Supplied entries

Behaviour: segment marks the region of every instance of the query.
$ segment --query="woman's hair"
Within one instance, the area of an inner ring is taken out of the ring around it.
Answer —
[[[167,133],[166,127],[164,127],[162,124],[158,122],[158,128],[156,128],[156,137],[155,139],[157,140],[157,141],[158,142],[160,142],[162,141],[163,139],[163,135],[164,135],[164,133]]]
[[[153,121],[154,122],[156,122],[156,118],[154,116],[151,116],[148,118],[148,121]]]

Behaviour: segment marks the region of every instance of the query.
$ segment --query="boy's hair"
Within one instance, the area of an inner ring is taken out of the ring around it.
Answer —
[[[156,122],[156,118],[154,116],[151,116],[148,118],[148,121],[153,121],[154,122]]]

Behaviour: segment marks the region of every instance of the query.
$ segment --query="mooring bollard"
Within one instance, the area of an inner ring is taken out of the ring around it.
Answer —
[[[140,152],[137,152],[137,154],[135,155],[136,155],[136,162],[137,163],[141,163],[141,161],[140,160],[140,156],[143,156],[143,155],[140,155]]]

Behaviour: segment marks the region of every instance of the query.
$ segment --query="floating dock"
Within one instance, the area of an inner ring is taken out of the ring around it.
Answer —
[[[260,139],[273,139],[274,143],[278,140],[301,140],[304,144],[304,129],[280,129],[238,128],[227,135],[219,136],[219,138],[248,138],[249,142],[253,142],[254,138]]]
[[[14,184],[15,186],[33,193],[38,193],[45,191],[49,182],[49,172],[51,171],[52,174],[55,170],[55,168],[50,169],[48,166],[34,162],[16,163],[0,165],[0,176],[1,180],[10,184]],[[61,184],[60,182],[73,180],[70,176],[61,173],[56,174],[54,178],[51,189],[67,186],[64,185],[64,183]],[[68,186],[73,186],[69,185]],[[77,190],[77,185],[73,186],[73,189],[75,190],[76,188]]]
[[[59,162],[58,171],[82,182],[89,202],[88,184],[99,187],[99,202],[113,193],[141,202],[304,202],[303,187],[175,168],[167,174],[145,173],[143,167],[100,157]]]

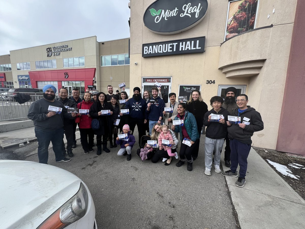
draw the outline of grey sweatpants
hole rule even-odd
[[[212,168],[213,151],[215,151],[214,163],[217,165],[220,164],[220,151],[222,149],[224,142],[224,139],[212,139],[206,137],[204,142],[204,162],[206,168],[210,169]]]

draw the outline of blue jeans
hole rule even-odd
[[[35,135],[38,141],[38,158],[40,163],[48,163],[48,149],[52,142],[55,160],[58,162],[65,157],[61,153],[61,144],[63,137],[63,128],[54,130],[48,130],[35,127]]]
[[[156,121],[153,121],[152,120],[150,120],[149,121],[149,135],[152,135],[152,128],[153,127],[153,125],[155,124],[158,123],[158,120]]]

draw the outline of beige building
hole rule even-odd
[[[297,124],[291,118],[303,116],[305,111],[295,97],[303,95],[304,67],[292,69],[290,65],[297,67],[292,60],[304,65],[299,56],[304,39],[297,32],[304,31],[304,17],[300,16],[303,4],[297,0],[185,2],[131,0],[131,87],[143,90],[159,82],[166,85],[162,88],[165,94],[174,92],[178,96],[184,95],[183,86],[199,87],[209,107],[211,97],[223,95],[224,89],[235,86],[248,95],[248,105],[260,113],[264,122],[264,129],[252,138],[253,146],[305,155],[304,122]],[[192,20],[191,26],[183,27]],[[187,44],[191,38],[204,36],[204,52],[172,55],[173,44],[178,44],[178,50],[179,40]],[[194,40],[190,51],[198,44]],[[171,53],[168,50],[167,55],[161,55],[171,45]],[[148,54],[151,57],[145,57]],[[292,88],[293,98],[288,90]],[[287,109],[293,107],[292,103],[297,110]]]

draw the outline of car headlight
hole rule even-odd
[[[85,215],[88,208],[88,192],[81,183],[76,194],[51,215],[37,229],[61,229]]]

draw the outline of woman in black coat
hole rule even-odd
[[[96,154],[100,155],[102,153],[102,145],[103,145],[103,150],[106,153],[109,153],[110,151],[107,148],[107,138],[109,133],[108,127],[108,116],[102,115],[102,110],[110,110],[110,113],[113,113],[112,106],[106,101],[106,94],[103,92],[100,92],[97,95],[97,100],[93,103],[90,108],[89,114],[93,118],[96,118],[99,120],[99,128],[94,131],[94,134],[96,135],[96,147],[97,151]],[[102,142],[102,138],[103,141]]]
[[[197,129],[199,133],[198,143],[192,152],[192,157],[193,160],[195,160],[198,156],[200,136],[203,125],[203,116],[208,111],[208,106],[206,104],[203,102],[200,92],[197,90],[194,90],[192,91],[190,96],[189,100],[186,103],[186,110],[195,116],[197,123]]]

Request
Can you give the lines again, starting at the line containing "draw the outline of woman in black coat" and ending with the last line of the material, with "even-odd" changed to "nonzero" and everything else left as it is?

Complete response
draw the outline of woman in black coat
hole rule nonzero
[[[96,154],[100,155],[102,153],[102,145],[103,145],[103,150],[106,153],[109,153],[110,151],[107,148],[107,138],[109,133],[108,127],[108,116],[102,115],[102,110],[110,110],[110,113],[113,113],[112,106],[106,101],[106,94],[103,92],[100,92],[97,95],[97,100],[93,103],[90,108],[89,114],[93,118],[96,118],[99,120],[99,128],[94,131],[94,134],[96,135],[96,147],[97,151]],[[102,142],[102,138],[103,141]]]
[[[197,129],[199,133],[198,143],[192,152],[192,157],[193,160],[195,160],[198,156],[200,136],[203,125],[203,116],[208,111],[208,106],[206,104],[203,102],[200,92],[197,90],[194,90],[192,91],[190,96],[189,100],[186,103],[186,110],[195,116],[197,123]]]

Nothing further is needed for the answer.